* _SHORT PROBLEM_: Arrange each line of the items below as a JSON list of strings, with one string per line and blank lines omitted.

————————

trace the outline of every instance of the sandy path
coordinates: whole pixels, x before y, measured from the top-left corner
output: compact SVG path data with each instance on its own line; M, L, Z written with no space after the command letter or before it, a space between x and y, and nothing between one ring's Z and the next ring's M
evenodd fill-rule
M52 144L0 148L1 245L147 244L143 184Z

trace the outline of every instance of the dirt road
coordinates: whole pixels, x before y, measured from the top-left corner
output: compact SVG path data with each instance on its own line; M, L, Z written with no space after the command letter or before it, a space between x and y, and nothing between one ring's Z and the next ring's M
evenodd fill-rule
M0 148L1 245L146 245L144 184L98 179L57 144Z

————————

* _WRITTEN ANSWER_:
[
  "trace the outline of every instance of the sandy path",
  "coordinates: whole pixels, x before y, measured from the top-left corner",
  "output: compact SVG path data with each instance on its own line; M, L, Z written with no space after the command letter or before it, a space between x and y, and nothing between one ring's Z and the next ring's M",
  "evenodd fill-rule",
  "M52 144L0 148L1 245L147 244L143 184Z",
  "trace the outline of every instance of the dirt road",
  "coordinates: whole pixels, x before y, measured from the top-left corner",
  "output: compact SVG path data with each instance on its own line; M, L, Z written with no space after the command letter or before it, a space between x and y, and nothing between one ring's Z and the next ring's M",
  "evenodd fill-rule",
  "M0 148L1 245L146 245L144 184L98 179L57 144Z"
]